*To be done*
Reproduce the records, requests included, starting at the beginning of the records and ending at the line that contains "159 L 92 170", with both ends included and nothing after that line. Scale every coordinate in the answers by 1.35 and round to whole numbers, with halves rounded up. Leave the requests and their format samples unchanged.

'''

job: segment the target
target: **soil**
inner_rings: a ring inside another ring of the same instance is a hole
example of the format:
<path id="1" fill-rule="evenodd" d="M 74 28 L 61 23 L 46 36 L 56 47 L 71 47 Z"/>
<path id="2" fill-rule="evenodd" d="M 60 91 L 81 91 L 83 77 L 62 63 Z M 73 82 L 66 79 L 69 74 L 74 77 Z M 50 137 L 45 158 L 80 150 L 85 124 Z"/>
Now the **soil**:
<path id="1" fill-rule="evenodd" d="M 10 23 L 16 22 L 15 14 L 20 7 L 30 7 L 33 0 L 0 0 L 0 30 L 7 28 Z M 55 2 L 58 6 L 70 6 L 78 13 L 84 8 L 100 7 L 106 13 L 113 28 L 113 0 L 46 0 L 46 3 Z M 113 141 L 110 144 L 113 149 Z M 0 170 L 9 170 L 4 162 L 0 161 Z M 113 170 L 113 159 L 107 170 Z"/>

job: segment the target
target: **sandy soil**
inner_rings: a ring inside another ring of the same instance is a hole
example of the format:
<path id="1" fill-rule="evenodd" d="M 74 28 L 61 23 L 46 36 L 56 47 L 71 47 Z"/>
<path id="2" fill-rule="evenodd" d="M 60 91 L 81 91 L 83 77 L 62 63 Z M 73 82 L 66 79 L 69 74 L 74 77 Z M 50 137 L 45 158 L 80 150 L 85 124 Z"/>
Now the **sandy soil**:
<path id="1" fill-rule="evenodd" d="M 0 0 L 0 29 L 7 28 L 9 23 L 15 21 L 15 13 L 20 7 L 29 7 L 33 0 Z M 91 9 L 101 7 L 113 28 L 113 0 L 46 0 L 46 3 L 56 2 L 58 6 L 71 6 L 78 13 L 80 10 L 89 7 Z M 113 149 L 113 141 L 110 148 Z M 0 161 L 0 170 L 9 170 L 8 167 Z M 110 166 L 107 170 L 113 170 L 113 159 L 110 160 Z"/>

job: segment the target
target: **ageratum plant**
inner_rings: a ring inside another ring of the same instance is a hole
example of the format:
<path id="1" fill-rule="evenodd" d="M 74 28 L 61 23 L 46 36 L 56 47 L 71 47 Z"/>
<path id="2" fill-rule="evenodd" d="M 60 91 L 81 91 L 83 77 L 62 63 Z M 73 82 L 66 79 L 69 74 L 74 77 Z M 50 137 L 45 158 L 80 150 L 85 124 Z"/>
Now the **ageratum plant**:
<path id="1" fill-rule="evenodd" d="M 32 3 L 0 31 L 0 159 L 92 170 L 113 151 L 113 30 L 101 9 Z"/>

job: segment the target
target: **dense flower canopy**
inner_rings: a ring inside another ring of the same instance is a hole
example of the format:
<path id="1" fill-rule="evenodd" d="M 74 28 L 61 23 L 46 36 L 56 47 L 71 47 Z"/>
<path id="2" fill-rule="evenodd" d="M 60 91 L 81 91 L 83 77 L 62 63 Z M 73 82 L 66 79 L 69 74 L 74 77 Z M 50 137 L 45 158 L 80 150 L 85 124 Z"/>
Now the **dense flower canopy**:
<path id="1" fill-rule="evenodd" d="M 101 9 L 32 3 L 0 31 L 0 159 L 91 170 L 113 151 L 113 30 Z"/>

'''

*Output for this exercise*
job: segment the target
target: **soil**
inner_rings: a ring inside another ring of the same instance is a hole
example of the format:
<path id="1" fill-rule="evenodd" d="M 74 28 L 61 23 L 46 36 L 56 47 L 71 47 Z"/>
<path id="2" fill-rule="evenodd" d="M 60 91 L 81 91 L 83 77 L 62 63 Z M 73 82 L 66 79 L 69 74 L 74 77 Z M 50 137 L 45 158 L 80 150 L 85 124 Z"/>
Now the **soil**:
<path id="1" fill-rule="evenodd" d="M 14 31 L 22 30 L 20 19 L 27 9 L 41 9 L 45 0 L 0 0 L 0 41 L 9 38 Z M 74 3 L 78 8 L 95 8 L 105 18 L 113 11 L 135 9 L 143 18 L 153 38 L 153 0 L 62 0 L 62 4 Z M 153 190 L 149 194 L 153 201 Z M 0 230 L 12 230 L 5 219 L 0 217 Z M 153 230 L 153 215 L 144 230 Z"/>

job: segment the target
target: **sandy soil**
inner_rings: a ring inside another ring of the same instance is a hole
example of the format:
<path id="1" fill-rule="evenodd" d="M 74 28 L 61 23 L 46 36 L 56 47 L 71 47 Z"/>
<path id="2" fill-rule="evenodd" d="M 60 91 L 81 91 L 83 77 L 62 63 Z M 73 82 L 66 79 L 69 74 L 74 77 Z M 50 137 L 45 158 L 80 150 L 85 124 Z"/>
Now the **sandy soil**:
<path id="1" fill-rule="evenodd" d="M 0 0 L 0 39 L 9 38 L 12 31 L 20 28 L 20 18 L 27 9 L 39 9 L 45 0 Z M 123 12 L 136 9 L 153 38 L 153 0 L 62 0 L 62 4 L 76 3 L 78 8 L 96 8 L 105 18 L 108 14 L 120 9 Z M 153 201 L 153 190 L 149 200 Z M 0 217 L 0 230 L 12 230 L 11 225 Z M 149 224 L 144 230 L 153 230 L 153 215 L 149 216 Z"/>

job: segment the target
target: **ageratum plant**
inner_rings: a ring inside another ring of the same instance is a hole
example of the format:
<path id="1" fill-rule="evenodd" d="M 74 28 L 61 23 L 46 36 L 56 47 L 71 47 Z"/>
<path id="2" fill-rule="evenodd" d="M 60 91 L 81 91 L 83 77 L 62 63 Z M 73 82 L 66 79 L 69 74 L 74 77 Z M 50 137 L 45 158 L 80 150 L 85 124 Z"/>
Now the **ageratum plant**:
<path id="1" fill-rule="evenodd" d="M 43 4 L 0 42 L 0 215 L 124 230 L 153 204 L 153 41 L 136 12 Z"/>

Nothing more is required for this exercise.